***** Texte fourni *****

L'attaque à Nice et Samuel Paty ont réveillé les angoisses
Christophe Naudin, qui se cachait dans un placard au Bataclan pour échapper aux balles des terroristes le 13-Novembre, est professeur d'histoire. À l'approche des commémorations, l'assassinat de Samuel Paty, enseignant comme lui, a fait ressurgir son traumatisme. "J'ai appris à reconnaître mes symptômes. Avec l'assassinat de Samuel Paty, ces symptômes ont été plus forts les jours suivants. Je savais depuis au moins 2015 que les enseignants étaient des cibles potentielles, j'avais cette espèce de menace sourde qui est devenue concrète d'un coup."
Cette menace toujours présente, Nadine Ribet-Reinhart la connaît bien. Elle a perdu son fils, Valentin, au Bataclan. Depuis chaque attentat rouvre un peu plus la blessure. "C'est une souffrance intérieure. On reprend notre part du fardeau, on sait ce que les personnes vont vivre."
On a suivi évidemment l'hommage national fait à Samuel Paty et aux trois victimes de Nice, on est solidaires mais on ne peut pas supporter ça. Ça réveille une souffrance, mais comme elle est perpétuellement présente, ça l'exacerbe.
Nadine Ribet-Reinhartà franceinfo
Vivre avec cette douleur en permanence, c’est d’autant plus dur dans une société qui a tendance à trop vite à oublier, selon Nadine Ribet-Reinhart. "Il y a une menace qui a vraiment ressurgi, peut-être qu'on s'était un peu assoupis, estime-t-elle. Il faut vraiment que les Français en prennent conscience. Je ne demande pas l'impossible aux gens, je voudrais juste qu'ils reconnaissent que ce n'est pas seulement l'affaire de quelques centaines de familles qui ont été impactées par le terrorisme."
Georges Saline a perdu sa fille Lola au Bataclan et ce qui le met le plus en colère ces dernières semaines, c’est la réaction, totalement décalée selon lui, de certains membres du gouvernement après les récents attentats. "Il y a des déclarations comme celle de Gérald Darmanin qui s'offusque de la présence de ce qu'il appelle des 'rayons d'alimentations communautaires'. Tout le monde a compris qu'il s'agissait de nourritures halal dans les supermarchés. Je trouve que ça n'a rien à voir avec le sujet, tonne-t-il. Ce n'est pas digne et c'est contre-productif parce que ca accrédite l'idée qu'on stigmatise la pratique religieuse musulmane en ce pays. C'est le pire des messages à envoyer." Selon Georges Salines, il faut plus d'éducation, rassembler plutôt que diviser. Ce n'est pas le cas aujourd'hui, ni durant les cinq dernières années, selon lui.

***** Données extraites *****

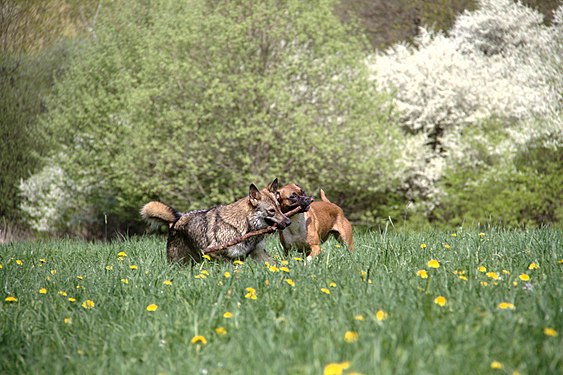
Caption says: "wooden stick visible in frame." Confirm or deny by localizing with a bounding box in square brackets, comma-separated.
[203, 206, 302, 254]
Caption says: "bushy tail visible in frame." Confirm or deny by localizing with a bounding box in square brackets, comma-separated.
[141, 201, 182, 227]
[319, 189, 331, 203]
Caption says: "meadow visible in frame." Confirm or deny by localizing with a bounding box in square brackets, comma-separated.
[0, 228, 563, 375]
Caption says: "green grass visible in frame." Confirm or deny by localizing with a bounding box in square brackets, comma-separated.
[0, 229, 563, 375]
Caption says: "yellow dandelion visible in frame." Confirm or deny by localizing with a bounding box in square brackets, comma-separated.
[190, 335, 207, 345]
[375, 310, 389, 322]
[485, 272, 499, 280]
[416, 270, 428, 279]
[344, 331, 360, 343]
[497, 302, 514, 310]
[323, 362, 350, 375]
[434, 296, 448, 307]
[323, 362, 350, 375]
[543, 327, 557, 337]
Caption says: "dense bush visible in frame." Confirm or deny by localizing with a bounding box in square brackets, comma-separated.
[22, 0, 403, 235]
[370, 0, 563, 224]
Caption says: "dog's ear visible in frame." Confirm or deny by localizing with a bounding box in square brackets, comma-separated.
[268, 178, 278, 194]
[248, 184, 262, 206]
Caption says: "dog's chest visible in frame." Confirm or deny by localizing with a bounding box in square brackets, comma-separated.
[281, 213, 307, 246]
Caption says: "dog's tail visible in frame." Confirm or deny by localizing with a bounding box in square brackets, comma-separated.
[319, 189, 331, 203]
[141, 201, 182, 227]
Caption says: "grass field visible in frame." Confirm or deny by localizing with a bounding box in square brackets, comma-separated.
[0, 229, 563, 375]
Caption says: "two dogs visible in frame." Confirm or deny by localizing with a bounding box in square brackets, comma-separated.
[141, 179, 354, 263]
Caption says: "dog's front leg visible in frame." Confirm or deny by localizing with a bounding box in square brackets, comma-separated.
[250, 240, 272, 263]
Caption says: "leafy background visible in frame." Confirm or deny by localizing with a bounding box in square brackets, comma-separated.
[0, 0, 563, 240]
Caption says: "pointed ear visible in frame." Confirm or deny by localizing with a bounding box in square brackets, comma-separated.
[248, 184, 261, 206]
[268, 178, 278, 194]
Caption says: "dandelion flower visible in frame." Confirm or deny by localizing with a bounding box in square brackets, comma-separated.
[323, 362, 350, 375]
[485, 272, 499, 280]
[497, 302, 514, 310]
[543, 327, 557, 337]
[190, 335, 207, 345]
[375, 310, 389, 322]
[416, 270, 428, 279]
[344, 331, 360, 342]
[434, 296, 448, 307]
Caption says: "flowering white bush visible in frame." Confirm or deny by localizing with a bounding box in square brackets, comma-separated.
[368, 0, 563, 213]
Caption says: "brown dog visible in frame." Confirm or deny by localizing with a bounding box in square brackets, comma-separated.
[278, 184, 354, 257]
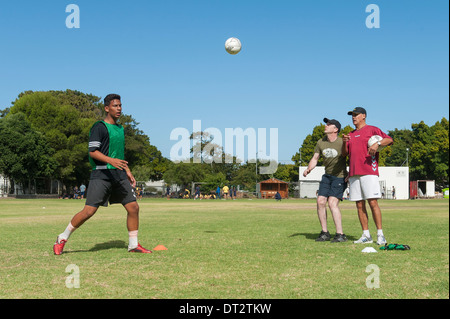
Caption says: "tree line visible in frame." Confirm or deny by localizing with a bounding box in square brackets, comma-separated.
[0, 90, 449, 192]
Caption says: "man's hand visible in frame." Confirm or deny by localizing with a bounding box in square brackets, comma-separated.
[108, 158, 128, 170]
[368, 143, 379, 156]
[126, 168, 136, 188]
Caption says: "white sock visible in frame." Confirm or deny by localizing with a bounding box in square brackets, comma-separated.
[128, 230, 138, 250]
[58, 223, 77, 240]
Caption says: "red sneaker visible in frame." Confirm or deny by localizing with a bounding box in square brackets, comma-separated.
[53, 236, 67, 255]
[128, 243, 152, 254]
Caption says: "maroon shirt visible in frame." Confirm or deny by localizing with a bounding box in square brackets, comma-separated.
[348, 125, 391, 176]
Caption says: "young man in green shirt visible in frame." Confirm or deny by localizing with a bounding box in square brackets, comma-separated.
[53, 94, 151, 255]
[303, 118, 347, 242]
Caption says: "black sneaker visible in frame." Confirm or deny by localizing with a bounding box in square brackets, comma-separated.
[316, 230, 331, 241]
[331, 233, 347, 243]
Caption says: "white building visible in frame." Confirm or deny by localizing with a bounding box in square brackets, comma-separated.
[299, 166, 409, 199]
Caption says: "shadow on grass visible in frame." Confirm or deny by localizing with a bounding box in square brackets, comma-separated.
[64, 240, 128, 254]
[289, 233, 359, 241]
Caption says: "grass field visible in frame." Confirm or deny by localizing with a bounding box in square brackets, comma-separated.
[0, 199, 449, 299]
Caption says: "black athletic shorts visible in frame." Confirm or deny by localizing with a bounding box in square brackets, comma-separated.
[86, 179, 136, 207]
[318, 174, 347, 200]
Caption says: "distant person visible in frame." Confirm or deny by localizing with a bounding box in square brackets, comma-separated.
[80, 183, 86, 199]
[342, 107, 393, 245]
[303, 118, 347, 243]
[53, 94, 151, 255]
[223, 185, 229, 199]
[194, 185, 201, 200]
[275, 192, 281, 201]
[216, 186, 221, 199]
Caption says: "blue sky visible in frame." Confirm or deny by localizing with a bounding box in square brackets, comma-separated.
[0, 0, 449, 163]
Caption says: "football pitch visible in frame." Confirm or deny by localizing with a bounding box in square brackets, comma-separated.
[0, 199, 449, 299]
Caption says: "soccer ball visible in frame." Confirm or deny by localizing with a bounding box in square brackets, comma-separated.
[367, 135, 384, 152]
[225, 38, 242, 54]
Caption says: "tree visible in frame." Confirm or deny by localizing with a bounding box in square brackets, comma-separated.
[0, 113, 57, 191]
[1, 90, 170, 189]
[292, 124, 353, 171]
[410, 118, 449, 188]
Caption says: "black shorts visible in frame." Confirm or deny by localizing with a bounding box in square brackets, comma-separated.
[318, 174, 347, 200]
[86, 179, 136, 207]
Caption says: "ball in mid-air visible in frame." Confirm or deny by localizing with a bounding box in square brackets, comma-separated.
[367, 135, 384, 152]
[225, 38, 242, 54]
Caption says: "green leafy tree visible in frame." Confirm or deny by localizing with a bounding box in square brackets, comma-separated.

*****

» **Consigne**: Dressez la liste de toutes les personnes désignées par leur nom ou leur prénom dans le texte sur les proches et rescapés du Bataclan.

» **Résultat**:
Christophe Naudin
Samuel Paty
Nadine Ribet-Reinhart
Valentin
Georges Saline
Lola
Gérald Darmanin